Texte:
○ ○ ○ ○
La vague de suicides entre les 4 et 17 janvier au CHRU de Lille (dont trois en neurochirurgie), relance le débat sur le suicide d’origine professionnelle. Débat déjà avivé récemment dans le Nord-Pas-de-Calais avec le suicide d’un éducateur de Dunkerque, retrouvé pendu sous un pont, le 17 novembre 2011. Suicide à la suite duquel les salariés ont décidé d’un droit de retrait durant dix-huit jours : le plus long et le plus massif jamais constaté depuis l’existence de la loi.
Le 18 janvier, c’est le suicide d’un inspecteur du travail de 32 ans, militant SUD à Lille qui a été à peine relayé par la presse. Ce contexte local montre bien toute l’importance de la question dans la problématique de santé. Le dernier chiffre recensé de 10 464 suicides dénombrés en France en 2009 (Source : Inserm-CépiDC-2011), ne permet pas de déterminer la part de ceux d’origine professionnelle parmi la population globale.
○ ○ ○ ○
Données:
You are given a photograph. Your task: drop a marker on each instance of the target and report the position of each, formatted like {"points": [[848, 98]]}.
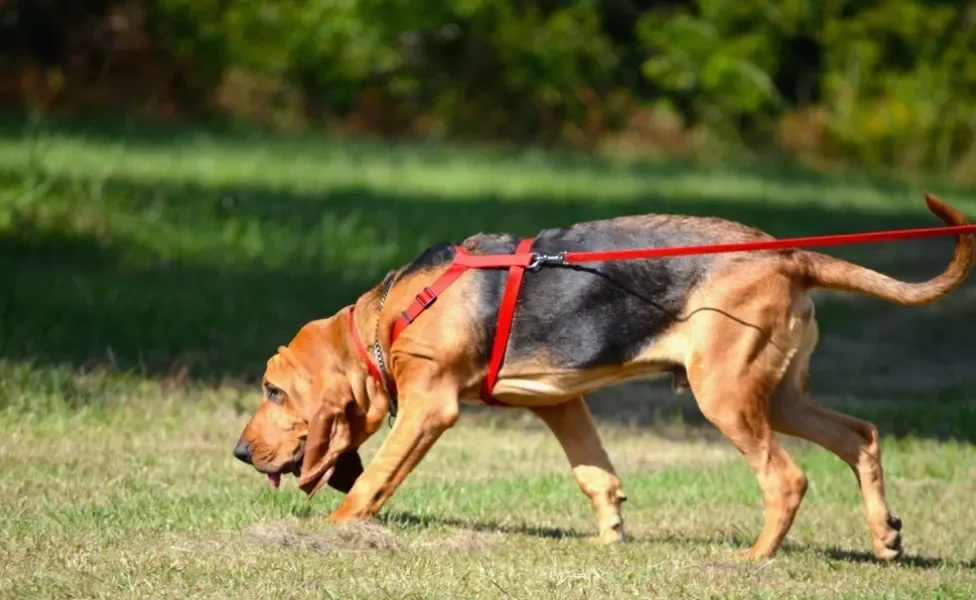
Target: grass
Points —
{"points": [[148, 275]]}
○ ○ ○ ○
Consigne: Dans le texte sur les suicides au CHRU de Lille, combien de jours a duré le droit de retrait exercé par les salariés après le suicide de l'éducateur de Dunkerque ? La liste ne joue ici aucun rôle.

Réponse ci-dessous: Il a duré dix-huit jours.